Exercise details: Write out every line of all the items below as a single numbered list, skipping any blank lines.

Data records:

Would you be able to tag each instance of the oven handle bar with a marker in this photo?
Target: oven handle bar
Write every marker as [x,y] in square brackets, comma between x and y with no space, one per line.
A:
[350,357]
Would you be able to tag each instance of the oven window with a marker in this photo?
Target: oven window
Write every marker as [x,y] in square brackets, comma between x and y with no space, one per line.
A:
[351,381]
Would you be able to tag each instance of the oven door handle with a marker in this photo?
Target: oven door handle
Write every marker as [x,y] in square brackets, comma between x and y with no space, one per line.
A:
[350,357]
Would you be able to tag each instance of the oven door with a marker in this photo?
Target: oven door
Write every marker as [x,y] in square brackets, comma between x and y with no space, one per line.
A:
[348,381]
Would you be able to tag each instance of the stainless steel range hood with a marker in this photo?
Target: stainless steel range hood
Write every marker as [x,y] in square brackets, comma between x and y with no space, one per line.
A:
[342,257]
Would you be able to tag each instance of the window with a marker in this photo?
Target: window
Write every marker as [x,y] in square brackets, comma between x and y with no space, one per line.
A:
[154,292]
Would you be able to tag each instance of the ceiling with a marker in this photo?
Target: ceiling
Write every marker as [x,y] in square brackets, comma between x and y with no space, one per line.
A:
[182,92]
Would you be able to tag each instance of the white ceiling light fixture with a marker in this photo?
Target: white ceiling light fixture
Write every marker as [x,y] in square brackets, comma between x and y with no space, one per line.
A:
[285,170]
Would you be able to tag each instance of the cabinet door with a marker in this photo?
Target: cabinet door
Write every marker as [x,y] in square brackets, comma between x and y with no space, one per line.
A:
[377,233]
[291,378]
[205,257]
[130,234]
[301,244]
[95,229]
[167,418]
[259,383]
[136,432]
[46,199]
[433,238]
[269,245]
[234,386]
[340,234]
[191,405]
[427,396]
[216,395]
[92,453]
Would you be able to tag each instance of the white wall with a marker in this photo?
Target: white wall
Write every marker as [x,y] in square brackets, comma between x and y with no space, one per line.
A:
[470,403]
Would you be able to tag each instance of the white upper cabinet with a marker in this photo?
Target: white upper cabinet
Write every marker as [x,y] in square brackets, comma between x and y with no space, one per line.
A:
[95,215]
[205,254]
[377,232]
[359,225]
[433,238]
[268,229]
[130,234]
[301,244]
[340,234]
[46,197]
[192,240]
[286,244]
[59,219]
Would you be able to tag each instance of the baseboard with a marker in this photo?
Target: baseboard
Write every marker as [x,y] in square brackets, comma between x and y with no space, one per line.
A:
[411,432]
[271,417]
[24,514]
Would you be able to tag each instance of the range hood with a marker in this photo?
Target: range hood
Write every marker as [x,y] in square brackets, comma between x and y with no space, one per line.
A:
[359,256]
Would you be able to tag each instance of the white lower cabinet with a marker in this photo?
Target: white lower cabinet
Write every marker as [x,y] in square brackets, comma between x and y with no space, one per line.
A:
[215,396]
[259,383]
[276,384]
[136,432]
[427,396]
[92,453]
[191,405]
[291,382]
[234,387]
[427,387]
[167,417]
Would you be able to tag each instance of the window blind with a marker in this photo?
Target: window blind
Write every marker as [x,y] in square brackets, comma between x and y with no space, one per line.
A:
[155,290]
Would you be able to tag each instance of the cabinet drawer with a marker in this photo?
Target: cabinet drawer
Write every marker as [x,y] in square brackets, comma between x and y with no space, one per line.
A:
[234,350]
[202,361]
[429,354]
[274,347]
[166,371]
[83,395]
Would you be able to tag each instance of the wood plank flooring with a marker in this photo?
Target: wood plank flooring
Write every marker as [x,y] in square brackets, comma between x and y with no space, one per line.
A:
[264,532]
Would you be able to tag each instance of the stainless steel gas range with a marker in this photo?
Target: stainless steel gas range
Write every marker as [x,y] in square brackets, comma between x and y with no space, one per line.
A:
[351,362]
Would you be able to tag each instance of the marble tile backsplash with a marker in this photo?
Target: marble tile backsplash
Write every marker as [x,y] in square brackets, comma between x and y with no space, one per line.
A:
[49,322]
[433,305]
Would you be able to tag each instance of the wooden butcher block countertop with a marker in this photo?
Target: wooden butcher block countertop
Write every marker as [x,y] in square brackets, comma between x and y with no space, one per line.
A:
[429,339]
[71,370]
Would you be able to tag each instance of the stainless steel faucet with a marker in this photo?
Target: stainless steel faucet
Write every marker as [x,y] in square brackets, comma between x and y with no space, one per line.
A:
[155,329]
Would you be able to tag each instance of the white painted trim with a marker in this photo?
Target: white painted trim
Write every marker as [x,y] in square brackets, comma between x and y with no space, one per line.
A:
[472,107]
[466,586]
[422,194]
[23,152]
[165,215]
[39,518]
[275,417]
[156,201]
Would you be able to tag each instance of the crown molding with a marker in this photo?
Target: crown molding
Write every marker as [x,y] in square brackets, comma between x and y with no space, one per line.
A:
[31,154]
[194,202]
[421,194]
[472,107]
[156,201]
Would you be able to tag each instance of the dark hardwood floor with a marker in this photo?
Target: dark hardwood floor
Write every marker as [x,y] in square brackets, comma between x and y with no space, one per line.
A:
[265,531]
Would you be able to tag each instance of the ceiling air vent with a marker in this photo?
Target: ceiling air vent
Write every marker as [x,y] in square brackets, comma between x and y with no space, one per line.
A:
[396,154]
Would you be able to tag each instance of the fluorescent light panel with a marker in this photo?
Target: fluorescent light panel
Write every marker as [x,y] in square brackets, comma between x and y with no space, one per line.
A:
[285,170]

Output for this exercise:
1. Would you be able to tag each instance of the oven handle bar with a marker in this photo?
2. Target: oven handle bar
3. Write every marker as [x,y] in square brackets, comma between x and y with no space, one per line.
4. A:
5. [350,357]
6. Would you be able to tag each instance of the oven window with a marker in this photo?
7. Target: oven window
8. Write every marker as [x,y] in square brackets, comma between x and y with no space, one per line.
9. A:
10. [351,381]
11. Would you be able to tag each instance of the oven door handle with a marker in this photo?
12. Target: oven door handle
13. Write every marker as [x,y] in square brackets, comma between x and y with no space, one per line.
14. A:
15. [350,357]
16. Would you be able to tag each instance of the oven door with a marker in this photo?
17. Target: oven door
18. Write every marker as [x,y] in square brackets, comma between x and y with no space, one per line.
19. A:
20. [348,381]
21. Would you be able to tag each instance of the stainless steel range hood with a marker in this photo?
22. Target: stainless steel range hood
23. Write every marker as [x,y] in square brackets, comma between x and y with no space, one per line.
24. A:
25. [342,257]
26. Would you be able to tag each instance of the window with a marker in this photo?
27. Target: window
28. Write every marker as [x,y] in square brackets, comma between x and y with no space, one per line.
29. A:
30. [154,292]
31. Would you be able to tag each instance of the ceiling with a marker in this photo?
32. Target: ceiling
33. Write every marker as [x,y] in square brackets, comma between x and y with no space, one per line.
34. A:
35. [182,92]
36. Would you be able to tag each instance of the white ceiling light fixture with a marker in this photo?
37. Target: white ceiling light fixture
38. Write every marker as [x,y] in square brackets, comma between x and y with no space, one per line.
39. A:
40. [285,170]
41. Would you be able to tag each instance of the cabinet door with a marker in this photo?
42. Target: cabinet door
43. Write every marker as [x,y] in square brackets, comma between x and y with no space, one per line.
44. A:
45. [377,233]
46. [291,378]
47. [205,257]
48. [130,234]
49. [301,244]
50. [95,229]
51. [167,418]
52. [259,383]
53. [136,432]
54. [46,199]
55. [433,238]
56. [269,245]
57. [234,386]
58. [340,234]
59. [191,405]
60. [427,396]
61. [216,395]
62. [92,453]
63. Would you be able to tag each instance of the white wall with a marker in this photo?
64. Target: white wall
65. Write every marker as [x,y] in square brackets, comma between x and y with no space, one per line.
66. A:
67. [470,403]
68. Would you be able to tag each instance of the white upper cabinet with a marker in this photo?
69. Target: white upper cabinet
70. Write every marker as [x,y] in square brackets, comma between x and y with no space, one per line.
71. A:
72. [95,215]
73. [205,254]
74. [377,232]
75. [359,225]
76. [433,238]
77. [268,229]
78. [130,234]
79. [301,244]
80. [340,234]
81. [46,197]
82. [192,240]
83. [286,244]
84. [59,219]
85. Would you be able to tag each instance of the baseboard with a marker in this photo?
86. Target: baseboard
87. Write every marker as [x,y] in square brackets, comma between x and y with no space, one per line.
88. A:
89. [411,432]
90. [271,417]
91. [24,514]
92. Would you be able to tag each instance of the range hood with a marker in this photo?
93. Target: range hood
94. Write every marker as [x,y] in square brackets, comma between x and y with no space, one per line.
95. A:
96. [359,256]
97. Would you be able to tag each instance of the white lower cabinet with a marker in this photo?
98. Target: white lower cabinet
99. Write every marker as [x,y] in square brackets, comma between x and y with no space, one per line.
100. A:
101. [215,396]
102. [259,383]
103. [276,384]
104. [136,432]
105. [427,396]
106. [92,453]
107. [191,405]
108. [291,382]
109. [234,387]
110. [427,387]
111. [167,417]
112. Would you be able to tag each instance of the window blind with a marker in this photo?
113. Target: window blind
114. Write every marker as [x,y] in square brackets, comma between x and y with no space, one per line.
115. A:
116. [155,290]
117. Would you be able to tag each instance of the cabinet drawer with a marker in this photo?
118. Target: cabinet drawer
119. Write every marker as [x,y] in square brackets, comma between x and y with no space, one per line.
120. A:
121. [234,350]
122. [202,361]
123. [429,354]
124. [274,347]
125. [166,371]
126. [83,395]
127. Would you be able to tag each instance of the wood plank flooring with a marker in this photo?
128. Target: wood plank flooring
129. Write every marker as [x,y] in square brackets, comma between x and y with no space, one per line.
130. A:
131. [264,532]
132. Would you be able to tag each instance of the stainless steel gas range with a marker in this photo?
133. Target: stainless steel gas range
134. Write every marker as [x,y] in square brackets, comma between x and y with no space, one per line.
135. A:
136. [351,362]
137. Would you be able to tag each instance of the marble tile backsplash with a marker in this photo?
138. Target: marble tile backsplash
139. Write every marker as [x,y] in square brackets, comma between x and y with no space, one per line.
140. A:
141. [49,322]
142. [433,305]
143. Would you be able to tag each instance of the wooden butcher block countertop with a marker in this photo?
144. Target: wooden butcher block countertop
145. Write every marker as [x,y] in square brackets, comma between x and y with no space, one per line.
146. A:
147. [429,339]
148. [71,370]
149. Would you be able to tag each instance of the stainless steel faucet with a marker in this photo?
150. Target: stainless steel faucet
151. Write every marker as [x,y] in square brackets, comma between x and y with no space, one per line.
152. A:
153. [155,329]
154. Would you be able to tag each instance of the white painted trim with a marker in this photo?
155. Target: white painted trim
156. Write every marker as [x,y] in square brackets, comma between x and y with no space, one per line.
157. A:
158. [472,107]
159. [466,586]
160. [422,194]
161. [23,152]
162. [165,215]
163. [39,518]
164. [275,417]
165. [156,201]
166. Would you be able to tag each instance of the crown molding with a marker in this photo?
167. Target: crown molding
168. Write every marker as [x,y] in square brackets, comma between x and y with no space, one per line.
169. A:
170. [31,154]
171. [194,202]
172. [421,194]
173. [472,107]
174. [156,201]
175. Would you be able to tag each instance of the dark hardwood floor with a marker in this photo?
176. Target: dark hardwood floor
177. Write every marker as [x,y] in square brackets, comma between x and y with no space, one per line.
178. A:
179. [265,531]
180. Would you be able to tag each instance of the ceiling air vent with a marker in this photo?
181. Target: ceiling air vent
182. Write every marker as [x,y] in square brackets, comma between x and y with no space, one per line.
183. A:
184. [396,154]
185. Would you be able to tag each instance of the fluorescent light panel with a marker in this photo?
186. Target: fluorescent light panel
187. Write every marker as [x,y] in square brackets, comma between x and y with no space, one per line.
188. A:
189. [285,170]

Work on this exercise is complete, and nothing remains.